Exercise requirements: The string "positive" may appear on lines of the entries below; report how many such lines there are, and only that.

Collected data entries

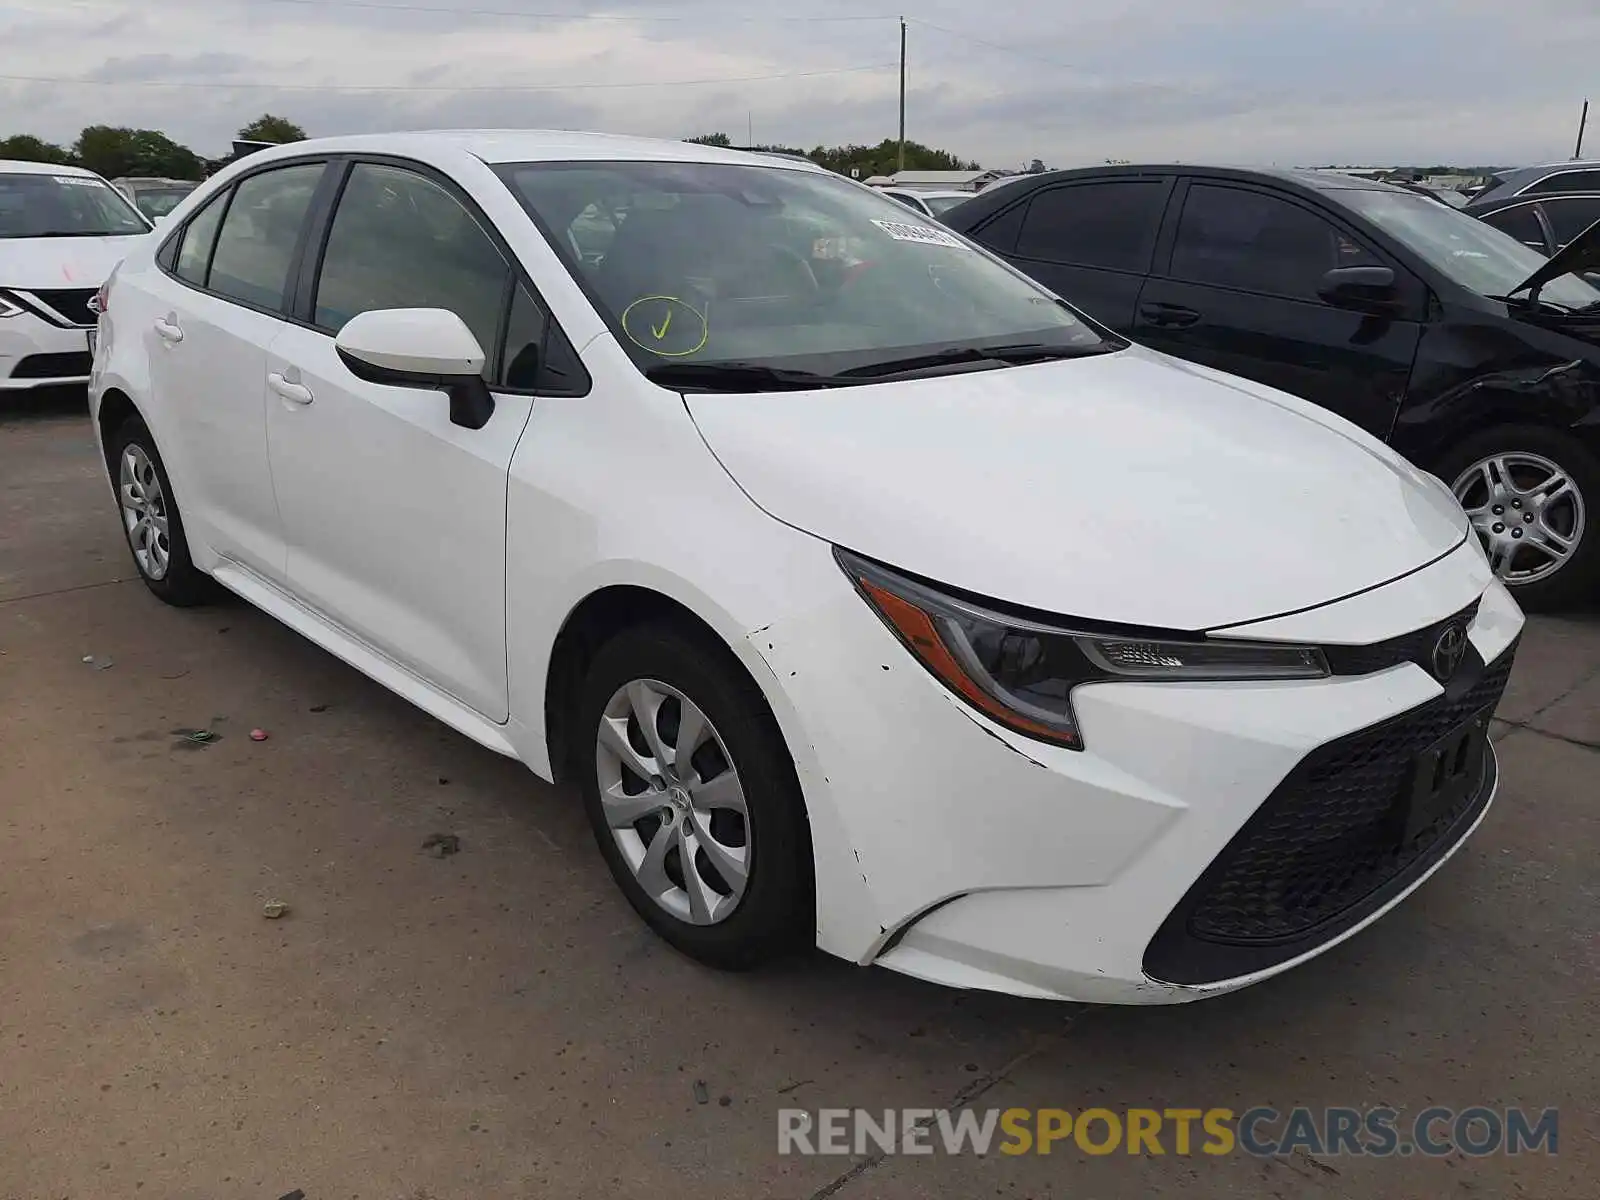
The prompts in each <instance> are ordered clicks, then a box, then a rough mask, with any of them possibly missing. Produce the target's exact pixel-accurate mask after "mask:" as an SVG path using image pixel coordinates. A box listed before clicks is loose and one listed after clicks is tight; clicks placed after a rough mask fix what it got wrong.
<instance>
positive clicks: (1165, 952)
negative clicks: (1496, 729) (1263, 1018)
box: [1146, 645, 1515, 982]
mask: <svg viewBox="0 0 1600 1200" xmlns="http://www.w3.org/2000/svg"><path fill="white" fill-rule="evenodd" d="M1469 658H1470V662H1464V664H1462V667H1461V670H1459V674H1458V677H1456V680H1453V683H1451V685H1450V686H1446V691H1445V694H1443V696H1440V698H1438V699H1434V701H1429V702H1427V704H1422V706H1419V707H1416V709H1413V710H1410V712H1406V714H1402V715H1400V717H1394V718H1390V720H1387V722H1382V723H1379V725H1373V726H1370V728H1366V730H1362V731H1358V733H1352V734H1349V736H1346V738H1339V739H1338V741H1333V742H1328V744H1326V746H1320V747H1317V749H1315V750H1312V752H1310V754H1309V755H1307V757H1306V758H1304V760H1301V763H1299V765H1298V766H1296V768H1294V770H1293V771H1291V773H1290V774H1288V778H1285V779H1283V782H1282V784H1278V787H1277V789H1274V792H1272V795H1270V797H1267V800H1266V802H1264V803H1262V805H1261V808H1258V810H1256V813H1254V816H1251V818H1250V821H1246V822H1245V826H1243V827H1242V829H1240V830H1238V834H1235V835H1234V838H1232V840H1230V842H1229V843H1227V846H1224V850H1222V853H1221V854H1218V856H1216V861H1214V862H1213V864H1211V866H1210V867H1208V869H1206V872H1205V874H1203V875H1202V877H1200V880H1198V882H1197V883H1195V885H1194V886H1192V888H1190V890H1189V894H1187V896H1184V899H1182V901H1181V902H1179V904H1178V907H1176V909H1174V910H1173V914H1171V915H1170V917H1168V918H1166V922H1165V923H1163V926H1162V930H1160V931H1158V933H1157V936H1155V938H1154V939H1152V942H1150V946H1149V949H1147V950H1146V970H1147V971H1149V973H1150V974H1152V976H1155V978H1158V979H1165V981H1168V982H1205V981H1210V979H1226V978H1235V976H1240V974H1248V973H1250V971H1256V970H1264V968H1266V966H1270V965H1275V963H1278V962H1286V960H1288V958H1291V957H1294V955H1298V954H1304V952H1306V950H1309V949H1315V947H1317V946H1320V944H1323V942H1326V941H1328V939H1331V938H1334V936H1338V934H1339V933H1341V931H1342V930H1346V928H1349V926H1350V925H1355V923H1357V922H1358V920H1362V918H1363V917H1365V915H1366V914H1370V912H1373V910H1376V909H1378V907H1379V906H1381V904H1382V902H1386V899H1387V898H1389V896H1390V894H1395V893H1397V891H1398V890H1400V888H1403V886H1405V883H1406V882H1408V880H1411V878H1416V877H1418V875H1421V874H1422V872H1424V870H1426V869H1427V867H1429V864H1432V862H1434V861H1437V859H1438V858H1440V856H1443V854H1445V853H1446V851H1448V850H1450V846H1453V845H1454V843H1456V842H1459V838H1461V837H1464V835H1466V830H1467V829H1470V826H1472V819H1474V816H1475V814H1477V813H1478V811H1480V810H1482V808H1483V805H1485V803H1488V797H1490V794H1491V789H1493V782H1494V760H1493V752H1491V749H1490V747H1488V744H1486V742H1485V746H1483V749H1482V754H1480V762H1478V763H1477V766H1475V770H1477V786H1475V787H1470V789H1467V790H1466V792H1462V794H1461V795H1459V797H1458V798H1456V802H1454V803H1453V805H1451V806H1450V808H1446V810H1445V811H1440V813H1438V814H1437V816H1435V818H1434V821H1432V822H1430V824H1427V826H1426V827H1421V829H1416V830H1414V832H1413V834H1411V835H1410V837H1408V835H1406V811H1405V797H1406V792H1408V787H1410V784H1411V773H1413V770H1414V765H1416V758H1418V755H1421V754H1422V752H1424V750H1427V749H1429V747H1432V746H1434V744H1435V742H1438V741H1440V739H1442V738H1445V736H1446V734H1448V733H1451V731H1453V730H1456V728H1459V726H1462V725H1464V723H1467V722H1469V720H1472V718H1474V717H1475V715H1478V714H1483V712H1493V707H1494V706H1496V704H1498V702H1499V699H1501V694H1502V693H1504V691H1506V682H1507V680H1509V677H1510V669H1512V661H1514V658H1515V645H1514V646H1510V648H1507V650H1506V653H1502V654H1501V656H1499V658H1498V659H1496V661H1494V662H1491V664H1488V666H1483V664H1482V659H1478V658H1477V654H1475V653H1472V654H1469Z"/></svg>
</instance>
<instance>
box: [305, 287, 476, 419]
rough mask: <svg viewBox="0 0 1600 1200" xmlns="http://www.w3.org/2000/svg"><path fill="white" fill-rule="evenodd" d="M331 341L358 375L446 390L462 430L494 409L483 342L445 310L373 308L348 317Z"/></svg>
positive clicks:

Exercise result: 2